Problem statement.
Extend the Cassandra sstablescrub guide below, starting right after its last line.
─── Quoted passage ───
Scenario 2: nodetool scrub Fails¶

# When nodetool scrub cannot complete due to severe corruption
# Error: "Scrub failed" or out of memory errors

# 1. Stop Cassandra
sudo systemctl stop cassandra

# 2. Try offline scrub with skip-corrupted
sstablescrub --skip-corrupted my_keyspace my_table

# 3. If that fails, try without validation
sstablescrub --no-validate --skip-corrupted my_keyspace my_table

# 4. Start Cassandra and repair
sudo systemctl start cassandra
nodetool repair my_keyspace my_table

Scenario 3: Schema Change Caused Data Issues¶

# After schema changes, data may not validate against new schema

# Scrub without validation to preserve data
sstablescrub --no-validate my_keyspace my_table

Scenario 4: Counter Table Issues¶

# Counter tables require special handling
sstablescrub --skip-corrupted my_keyspace counter_table

Scenario 5: UDT (User Defined Type) Header Mismatch¶

# When frozen/non-frozen UDT serialization doesn't match schema
sstablescrub -e fix my_keyspace my_table

Impact and Side Effects¶

What Changes After Scrubbing¶

Aspect	Before	After
Corrupted rows	Present but unreadable	Removed permanently
SSTable count	Original count	May change (rewritten)
Repair status	Original state	Marked unrepaired
Disk space	Original	Temporary increase during operation
Data consistency	Inconsistent	Consistent locally, needs repair cluster-wide

Data Loss

Scrubbing permanently removes corrupted rows. This data is lost unless:

It exists on other replicas (run repair to recover)
A backup exists with the data
The original SSTable is preserved

Repair Status Change¶

Scrubbed SSTables are marked as unrepaired. This affects incremental repair:

# After scrub, check repair status
sstablemetadata /var/lib/cassandra/data/my_keyspace/my_table-*/nb-*-big-Data.db | grep -i repair

# Run repair to mark as repaired and restore consistency
nodetool repair my_keyspace my_table

Pre-Scrub Checklist¶

#!/bin/bash
# pre_scrub_check.sh

KEYSPACE="$1"
TABLE="$2"

echo "=== Pre-Scrub Safety Check ==="

# 1. Verify Cassandra is stopped
echo ""
echo "1. Checking Cassandra status..."
if pgrep -f CassandraDaemon > /dev/null; then
    echo "ERROR: Cassandra is running! Stop it first."
    echo "Run: sudo systemctl stop cassandra"
─── Extracted entries ───
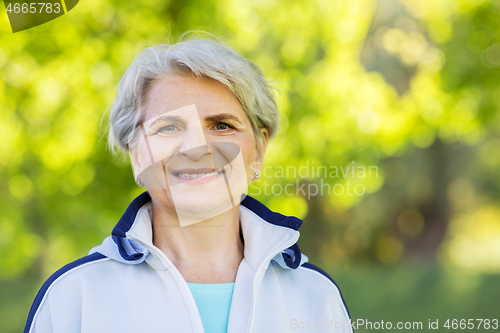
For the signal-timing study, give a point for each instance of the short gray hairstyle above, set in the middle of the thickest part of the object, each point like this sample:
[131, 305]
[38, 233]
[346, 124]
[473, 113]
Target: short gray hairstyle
───
Response.
    exit 1
else
    echo "OK: Cassandra is stopped"
fi

# 2. Check disk space
echo ""
echo "2. Checking disk space..."
DATA_DIR="/var/lib/cassandra/data"
USED=$(df ${DATA_DIR} | tail -1 | awk '{print $5}' | tr -d '%')
if [ ${USED} -gt 80 ]; then
    echo "WARNING: Disk ${USED}% full. Scrub needs temporary space."
else
    echo "OK: Disk usage at ${USED}%"
fi

# 3. Count SSTables
echo ""
echo "3. SSTable count:"
SSTABLE_COUNT=$(find ${DATA_DIR}/${KEYSPACE}/${TABLE}-*/ -name "*Data.db" 2>/dev/null | wc -l)
echo "   Found ${SSTABLE_COUNT} SSTables"

# 4. Calculate data size
echo ""
echo "4. Data size:"
du -sh ${DATA_DIR}/${KEYSPACE}/${TABLE}-*/ 2>/dev/null

# 5. Recommend snapshot
echo ""
echo "5. RECOMMENDATION:"
echo "   Before scrubbing, create a backup:"
echo "   cp -r ${DATA_DIR}/${KEYSPACE}/${TABLE}-*/ /backup/before_scrub/"

echo ""
echo "=== Ready to scrub ==="
echo "Command: sstablescrub ${KEYSPACE} ${TABLE}"

Post-Scrub Actions¶

1. Check Results¶

# Check for dropped rows in output
# sstablescrub outputs statistics about what was processed

# Verify SSTable count
find /var/lib/cassandra/data/my_keyspace/my_table-*/ -name "*Data.db" | wc -l

2. Start Cassandra¶

sudo systemctl start cassandra

# Wait for node to be fully up
sleep 30
nodetool status

3. Run Repair¶

# Critical: restore consistency from other replicas
nodetool repair my_keyspace my_table

# For incremental repair
nodetool repair -pr my_keyspace my_table

4. Verify Data¶

# Sample query to verify table is accessible
cqlsh -e "SELECT * FROM my_keyspace.my_table LIMIT 10;"

# Check for expected row count (compare to before)
cqlsh -e "SELECT COUNT(*) FROM my_keyspace.my_table;"

Troubleshooting¶

Scrub Hangs or Takes Too Long¶

# Check progress (run in another terminal)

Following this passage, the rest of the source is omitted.